Answer from the Tolkien text below:
(a) Who took Tolkien and his brother as wards after their mother's death?
(b) Which Oxford college did Tolkien attend?
(c) In what summer did Tolkien watch Edith dancing in a hemlock glade?

*Excerpt provided*
------
Yet long before he began to write or even know that he would he had been rescued if you like - by the promise embodied in such a myth – the great myth of Christianity. He was brought into its embrace so to speak, nurtured and cared for body and soul – and to this great myth - and later to its kith and kin in the form of the worlds treasure stores of story – he remained ever loyal and ever in awe. He and his brother had been orhpaned you see, loosing first their father and later their beloved mother Mabel who died when Tolkien was only 12 leaving him and his brother destitute. Mable had converted to Catholicism some years before and had been ostracised and disinherited by her family. After her death a kindly priest, Father Francis Morgan of the Birmingham Oratory took the boys as wards and oversaw their education and welfare until they were young men.
Maybe - just maybe in the transubstantiation at the heart of the Mass, which Tolkien often heard in Latin, a language he came to know and love – maybe he first glimpsed a doorway – in the moment when the two worlds are said to meet – a portal into the beyond, a thinning of the veil if you like – and maybe just maybe he stepped through.
In any event he was to remain a devout catholic for the rest of his life and was ever grateful to his mother for as he put it – bringing me into the faith.
Miraculously it seems from such tragic beginnings, Tolkien was to find his way through toward a very fulfilled and contented life being educated at King Edwards public school for boys in Birmingham where he received a first class education and where he developed his passion for antique languages and later at Exeter College Oxford. He met his beloved wife Edith shortly before leaving Birmingham and the two married when his degree was completed. It was Edith who looked after him during his convalescence after returning from France and who inspired him, as he watched her dancing in a hemlock glade in the summer of 1917 to begin writing the poigniant love story of Luthien, the beautiful Elven princess, one of the most beloved characters of the Silmarillion, who reliquishes her immortality to marry the mortal hero Beren.
But we digress – or do we? Tolkien was always perplexed as to why people might be interested in his personal life. The publication of his books pre-date the current celebrity culture of course – and yet everything one reads of this man is consistent with the character of a someone utterly congruent with the values expressed in his stories.
And so we come to the final element of fairy-story, that of consolation – resolution & redemption.
Whilst it is always implicitly understood that while ever we dwell within the realms of duality – there can be no such thing as a once and for all Happily Ever After – for within these dimensions – even if for a while such peace is brought about, as is the case at the end of the Lord of the Rings, where the ring is destroyed, the enemy vanquished and the true and rightful King brought at last to inhabit his destiny – we know it can never be a permanent state of affairs, however much we would wish it to be – for sooner or later the pendulum will swing back towards its opposite pole, old enemies will awaken and stir from their slumbers - and darkness – which must be periodically reckoned with - will descend once more - yet still there must be the promise of the ultimate happy ending.
THE TURN
It is the mark of a good fairy-story, of the higher or more complete kind, that however wild its events, however fantastic or terrible the adventures, it can give to child or man that hears it, when the turn comes, a catch of the breath, a beat and lifting of the heart, near to (or indeed accompanied by) tears, as keen as that given by any form of literary art.
------
*Given information*

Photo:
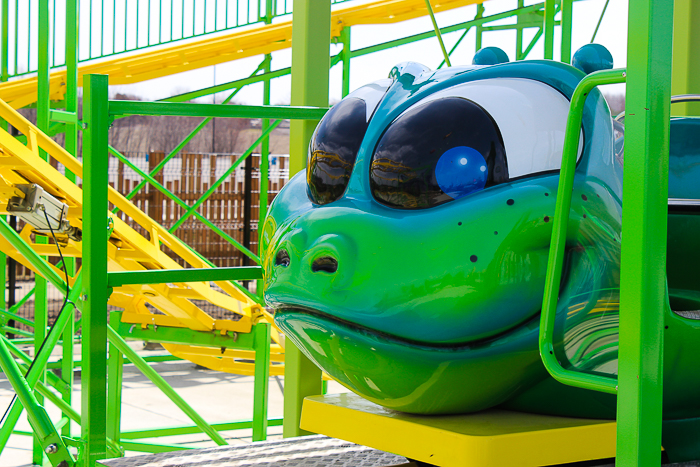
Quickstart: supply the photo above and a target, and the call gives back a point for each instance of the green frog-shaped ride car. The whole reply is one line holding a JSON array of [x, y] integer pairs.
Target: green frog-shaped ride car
[[409, 261]]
------
*Answer to the task*
(a) Father Francis Morgan of the Birmingham Oratory
(b) Exeter College
(c) The summer of 1917